## Material supplied
Start of Block

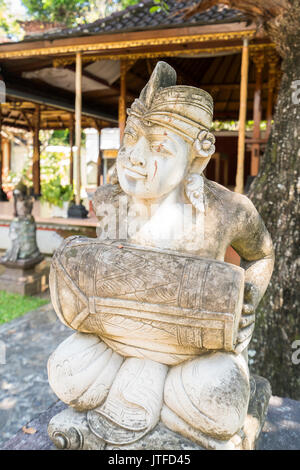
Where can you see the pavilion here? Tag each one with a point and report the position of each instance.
(87, 76)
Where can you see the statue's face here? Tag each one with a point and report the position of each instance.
(152, 161)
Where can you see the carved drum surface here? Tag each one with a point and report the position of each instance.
(143, 302)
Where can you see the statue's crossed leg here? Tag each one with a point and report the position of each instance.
(204, 399)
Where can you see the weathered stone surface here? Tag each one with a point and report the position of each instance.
(71, 429)
(158, 293)
(24, 388)
(25, 281)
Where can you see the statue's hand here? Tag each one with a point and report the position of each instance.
(247, 322)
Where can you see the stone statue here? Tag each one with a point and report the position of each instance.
(163, 323)
(24, 251)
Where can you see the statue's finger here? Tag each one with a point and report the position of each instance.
(248, 309)
(246, 321)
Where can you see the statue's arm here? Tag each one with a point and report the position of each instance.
(254, 245)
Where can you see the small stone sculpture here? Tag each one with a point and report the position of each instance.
(159, 359)
(25, 271)
(22, 233)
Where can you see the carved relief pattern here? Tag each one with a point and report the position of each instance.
(156, 300)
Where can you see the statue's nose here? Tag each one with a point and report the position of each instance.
(137, 155)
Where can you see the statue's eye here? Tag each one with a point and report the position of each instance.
(159, 148)
(129, 138)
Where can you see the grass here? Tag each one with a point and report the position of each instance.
(15, 305)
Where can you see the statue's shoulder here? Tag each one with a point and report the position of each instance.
(230, 201)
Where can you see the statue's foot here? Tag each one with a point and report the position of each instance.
(132, 407)
(70, 429)
(178, 425)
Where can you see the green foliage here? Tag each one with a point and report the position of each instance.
(61, 11)
(59, 137)
(15, 305)
(55, 193)
(9, 26)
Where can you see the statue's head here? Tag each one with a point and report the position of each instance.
(166, 136)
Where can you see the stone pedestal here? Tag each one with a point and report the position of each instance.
(70, 429)
(25, 278)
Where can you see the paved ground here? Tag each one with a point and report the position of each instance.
(24, 389)
(25, 396)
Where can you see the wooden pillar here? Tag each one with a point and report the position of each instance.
(239, 183)
(273, 61)
(99, 160)
(36, 172)
(122, 98)
(1, 149)
(78, 106)
(71, 143)
(258, 60)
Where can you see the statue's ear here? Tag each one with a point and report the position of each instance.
(203, 149)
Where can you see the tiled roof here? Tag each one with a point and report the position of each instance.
(138, 18)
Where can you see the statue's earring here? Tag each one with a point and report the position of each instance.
(204, 144)
(194, 189)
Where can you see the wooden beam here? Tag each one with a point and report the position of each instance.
(99, 161)
(122, 98)
(71, 142)
(239, 183)
(36, 172)
(273, 60)
(1, 152)
(78, 107)
(258, 60)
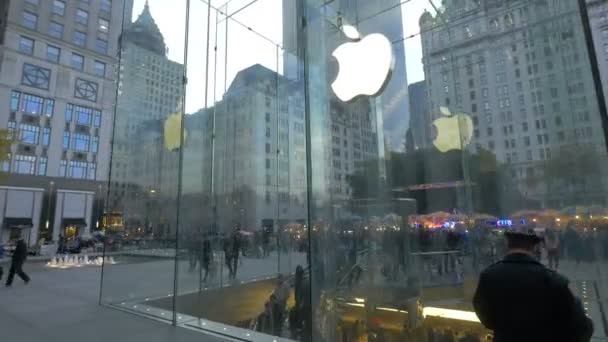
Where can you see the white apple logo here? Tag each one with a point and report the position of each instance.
(173, 130)
(454, 132)
(365, 65)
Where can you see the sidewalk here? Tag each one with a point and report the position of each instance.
(60, 305)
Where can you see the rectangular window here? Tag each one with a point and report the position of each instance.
(77, 61)
(103, 25)
(62, 168)
(42, 163)
(29, 20)
(53, 53)
(95, 144)
(50, 107)
(66, 140)
(26, 45)
(5, 165)
(101, 46)
(58, 7)
(24, 165)
(29, 134)
(32, 104)
(35, 76)
(106, 5)
(15, 98)
(80, 38)
(100, 69)
(92, 171)
(12, 127)
(69, 109)
(78, 169)
(46, 136)
(56, 29)
(84, 115)
(80, 142)
(97, 118)
(82, 16)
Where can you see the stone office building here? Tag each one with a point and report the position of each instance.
(519, 69)
(57, 90)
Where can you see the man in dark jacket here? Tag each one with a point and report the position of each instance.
(19, 257)
(521, 300)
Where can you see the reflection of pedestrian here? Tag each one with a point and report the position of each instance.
(552, 244)
(236, 249)
(266, 241)
(206, 256)
(227, 254)
(19, 257)
(264, 323)
(521, 300)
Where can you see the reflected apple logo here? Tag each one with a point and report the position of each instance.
(365, 65)
(172, 132)
(454, 132)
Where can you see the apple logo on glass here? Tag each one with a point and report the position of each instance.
(172, 132)
(454, 132)
(365, 65)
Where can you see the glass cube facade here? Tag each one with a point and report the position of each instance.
(343, 170)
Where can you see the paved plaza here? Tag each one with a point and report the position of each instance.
(62, 304)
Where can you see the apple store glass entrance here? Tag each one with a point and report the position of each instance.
(344, 170)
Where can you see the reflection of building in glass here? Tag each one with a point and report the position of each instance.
(259, 154)
(373, 17)
(521, 72)
(419, 133)
(356, 127)
(57, 92)
(150, 89)
(598, 18)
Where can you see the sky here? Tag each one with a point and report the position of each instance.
(244, 47)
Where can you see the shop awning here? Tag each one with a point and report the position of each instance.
(18, 222)
(74, 222)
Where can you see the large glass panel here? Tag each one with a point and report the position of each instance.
(485, 122)
(345, 170)
(141, 222)
(243, 202)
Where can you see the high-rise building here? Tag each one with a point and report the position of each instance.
(356, 127)
(58, 89)
(259, 152)
(420, 127)
(598, 20)
(150, 89)
(520, 70)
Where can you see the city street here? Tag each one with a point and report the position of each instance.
(60, 305)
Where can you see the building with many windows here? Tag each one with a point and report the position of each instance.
(259, 174)
(516, 70)
(598, 20)
(57, 87)
(150, 89)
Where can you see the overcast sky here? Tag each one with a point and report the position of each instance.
(244, 47)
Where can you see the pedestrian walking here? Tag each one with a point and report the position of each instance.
(521, 300)
(552, 244)
(227, 248)
(19, 257)
(236, 250)
(206, 256)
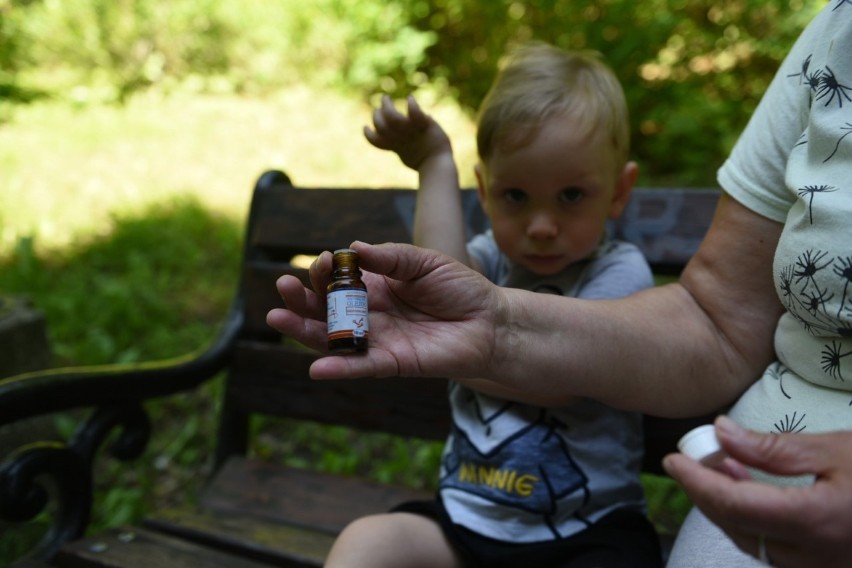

End of Block

## What is needed
Beginning with the line that contains "Where can you see the sky" and ending with the last line of the data, restate each line word for word. Exclude the pictures.

## Answer
Where can you see the sky here? Tag each one with a point and report the position of each instance.
(244, 47)
Where can you see the shop awning here? Tag each one with a point and report the position of each instance.
(18, 222)
(74, 222)
Where can you see the large glass panel here? Tag each one with a point and report the position of each instance.
(485, 122)
(345, 170)
(141, 222)
(243, 202)
Where can you see the high-rise building here? Tag each one with a point and report the position of each instance.
(356, 127)
(58, 89)
(259, 152)
(420, 127)
(598, 20)
(150, 89)
(520, 70)
Where can you see the city street here? Tag each one with a point and report the position of each instance.
(60, 305)
Where can you see the building with many windows here? Tag each one with a point and report the position of each instance.
(259, 174)
(516, 70)
(598, 20)
(57, 87)
(150, 89)
Where can you see the overcast sky here? Tag each one with a point and report the position of each instance.
(244, 47)
Where can you see the pedestrian walking here? Tag each one with a point and report the position of each instance.
(521, 300)
(552, 244)
(227, 248)
(19, 257)
(236, 250)
(206, 256)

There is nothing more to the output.